▶ [作業指示]
諫美豚の記事と照らし、次の記述がそれぞれ本文と合うかを「はい」か「いいえ」で答え、判断の決め手となる本文の語句を一字も変えずに引用せよ。
1. 諫美豚は年間1,000頭しか出荷できない。
2. 土井さんは平成3年に農家としてスタートを切った。
3. 土井さんは父から農業は儲かると言われていた。
#### 読解用抜粋 ####
閉じる
皆さんは「諫美豚(かんびとん)」という長崎のブランド豚をご存知でしょうか。自然豊かな諫早平野で栽培された食用米と多良岳水系の地下水で大切に育てられた諫美豚は上品な脂とジューシーな味わいが特徴。有名料理店のコースに使用されるなど、その美味しさは高い評価を受けています。
そんな諫美豚の生みの親が「株式会社土井農場」代表の土井賢一郎さん(57歳)。豚のエサとなるお米の自社栽培、豚の健康を考えた飼育環境、豚の堆肥を使った土づくり・・・と、日本の伝統的な農法を取り入れることで年間1,000頭しか出荷できない貴重なブランド肉「諫美豚」という新たな名物を育て上げました。
今回は土井代表が農業を始めることになったきっかけや土井農場が目指す資源循環型農業、そして諫美豚誕生までの軌跡をお伺いしていきたいと思います。
土井さん:両親が農業をしていたというのが大きいですね。私を育てるために情熱を注ぎながら農作物を育てる姿を見て、子ども心ながら「自分も農業関係の仕事をしてみたい」と思うようになりました。
土井さん:当時から食料自給率の低さは日本の課題の1つ。バイオテクノロジーなど大学で様々なことを学ぶ中で、日本のアキレス腱である食糧の供給体制に取り組むことが私の使命だと感じました。卒業後は熱い想いを持って諫早へ帰郷。両親の跡を継ぎ、平成3年に農家としてスタートを切りました。
土井さん:父から「農業は儲からんぞ?」とアドバイスをもらっていたのですが本当にその通り。なかなか思うように経営がいかず気が付けば20年近く経っていたんです。どうすれば消費者が喜ぶ農作物を育てることができるのか。悩みに悩んだ末に出した結論が“日本の伝統的農業への回帰”でした。
土井さん:日本の農業の歴史を紐解くと見えてきたのが「資源循環型農業」。簡単に言えば、全てのものを資源としてとらえ人間の手でスムーズな循環を促すことにより、自然環境を守りながら安全安心で美味しい本物の農作物を生産する農業です。ウチは米と養豚をやっていたので、このふたつで循環構築してみようと考えました。
#### 表示データ ####
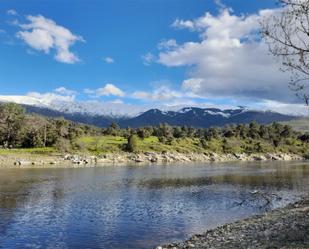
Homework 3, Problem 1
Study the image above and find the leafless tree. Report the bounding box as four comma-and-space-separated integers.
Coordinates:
261, 0, 309, 105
####
▶ [出力全文]
1. はい。「年間1,000頭しか出荷できない貴重なブランド肉「諫美豚」」
2. はい。「平成3年に農家としてスタートを切りました」
3. いいえ。「父から「農業は儲からんぞ?」とアドバイスをもらっていた」